◆ **REQUEST**:
Answer these questions using the part-of-speech tagging page below.
1. What is the annotator class name for pos?
2. What is the default value of the pos.maxlen option?
3. Which annotators does the command-line example list?

Parts Of Speech
Table of contents
Description
Part of speech tagging assigns part of speech labels to tokens, such as whether they are verbs or nouns. Every token in a sentence is applied a tag. For instance, in the sentence Marie was born in Paris.
the word Marie
is assigned the tag NNP
.
Name | Annotator class name | Requirement | Generated Annotation | Description |
---|---|---|---|---|
pos | POSTaggerAnnotator | TokensAnnotation, SentencesAnnotation | PartOfSpeechAnnotation | Applies part of speech tags to tokens. |
Options
Option name | Type | Default | Description |
---|---|---|---|
pos.model | String | edu/stanford/nlp/models/pos-tagger/english-left3words-distsim.tagger | Model to use for part of speech tagging. |
pos.maxlen | int | Integer.MAX_VALUE | Maximum sentence length to tag. Sentences longer than this will not be tagged. |
Part Of Speech Tagging From The Command Line
This command will apply part of speech tags to the input text:
java edu.stanford.nlp.pipeline.StanfordCoreNLP -annotators tokenize,pos -file input.txt
Other output formats include conllu
, conll
, json
, and serialized
.

◆ **INFORMATION PROVIDED**:
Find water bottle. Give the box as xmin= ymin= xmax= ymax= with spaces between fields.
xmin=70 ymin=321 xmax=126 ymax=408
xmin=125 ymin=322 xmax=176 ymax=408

◆ **ANSWER**:
1. POSTaggerAnnotator
2. Integer.MAX_VALUE
3. tokenize and pos